◆ **EXERCISE PROMPT**
Copy the records below word for word, everything from the line containing "For this drill the class indicates the girl" down to the last line of the records, with both of those lines included.

╭─ DATA PROVIDED

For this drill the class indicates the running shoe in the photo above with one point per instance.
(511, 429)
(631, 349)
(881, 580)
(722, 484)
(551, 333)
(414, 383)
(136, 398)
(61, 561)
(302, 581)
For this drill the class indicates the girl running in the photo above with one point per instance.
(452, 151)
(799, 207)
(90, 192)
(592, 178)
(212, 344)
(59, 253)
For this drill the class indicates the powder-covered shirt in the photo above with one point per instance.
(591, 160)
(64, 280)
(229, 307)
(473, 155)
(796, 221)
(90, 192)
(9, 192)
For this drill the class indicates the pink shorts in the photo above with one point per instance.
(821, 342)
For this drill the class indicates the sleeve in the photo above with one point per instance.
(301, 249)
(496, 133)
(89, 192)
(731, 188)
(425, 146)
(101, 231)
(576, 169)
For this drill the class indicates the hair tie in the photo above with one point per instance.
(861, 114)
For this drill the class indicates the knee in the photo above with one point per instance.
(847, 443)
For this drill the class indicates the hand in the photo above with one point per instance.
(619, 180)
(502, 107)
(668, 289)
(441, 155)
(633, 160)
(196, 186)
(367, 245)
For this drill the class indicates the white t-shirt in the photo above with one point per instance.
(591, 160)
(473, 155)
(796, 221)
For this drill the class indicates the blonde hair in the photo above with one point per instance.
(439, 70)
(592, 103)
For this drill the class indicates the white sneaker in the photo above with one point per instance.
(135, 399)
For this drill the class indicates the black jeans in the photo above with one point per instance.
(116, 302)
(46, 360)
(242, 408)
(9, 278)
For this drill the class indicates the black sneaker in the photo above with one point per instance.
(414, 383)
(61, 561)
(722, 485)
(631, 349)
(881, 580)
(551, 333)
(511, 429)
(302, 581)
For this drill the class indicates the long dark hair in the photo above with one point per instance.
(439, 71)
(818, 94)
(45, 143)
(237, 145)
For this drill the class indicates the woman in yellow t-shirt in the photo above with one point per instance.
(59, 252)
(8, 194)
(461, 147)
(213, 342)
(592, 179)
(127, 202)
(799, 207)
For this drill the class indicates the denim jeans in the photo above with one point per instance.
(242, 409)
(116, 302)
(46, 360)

╰─

◆ **REPLY**
For this drill the class indicates the girl running in the photo above with one point per instance.
(452, 151)
(799, 207)
(90, 192)
(592, 178)
(212, 344)
(59, 253)
For this drill the class indicates the powder-covered shirt in the photo above with one point per instance.
(591, 160)
(64, 280)
(229, 307)
(473, 155)
(796, 221)
(90, 192)
(9, 192)
For this drill the class indicates the pink shorts in the photo above with one point per instance.
(821, 342)
For this drill the class indicates the sleeve in the photo above with one point per instance.
(301, 249)
(496, 133)
(89, 192)
(731, 188)
(425, 146)
(101, 231)
(576, 169)
For this drill the class indicates the hair tie in the photo above with one point per instance.
(861, 114)
For this drill the class indicates the knee in the photo above with one point per instance.
(847, 443)
For this drill the class indicates the hand in the photo above with one point per instance.
(619, 180)
(502, 107)
(668, 289)
(441, 155)
(633, 160)
(196, 186)
(367, 245)
For this drill the class indicates the white t-shirt in the photo above with one point per instance.
(591, 160)
(473, 155)
(796, 221)
For this drill the class indicates the blonde hair in the photo above with one point per instance.
(439, 70)
(592, 103)
For this drill the class indicates the white sneaker in the photo above with one point per instance.
(135, 399)
For this drill the class indicates the black jeans in the photo above with one point per instance.
(116, 302)
(46, 360)
(242, 408)
(9, 278)
For this drill the class indicates the black sneaker in the photo above with one point per instance.
(414, 383)
(61, 561)
(722, 485)
(631, 349)
(881, 580)
(551, 333)
(511, 429)
(302, 581)
For this drill the class indicates the long dark hair in the photo above with one point per instance.
(439, 71)
(818, 94)
(45, 143)
(237, 145)
For this drill the class indicates the woman in yellow t-shirt in the photo above with one point per instance.
(59, 252)
(8, 194)
(461, 147)
(213, 342)
(592, 179)
(127, 202)
(799, 207)
For this drill the class indicates the denim jeans in the photo above with one point per instance.
(242, 409)
(116, 302)
(46, 360)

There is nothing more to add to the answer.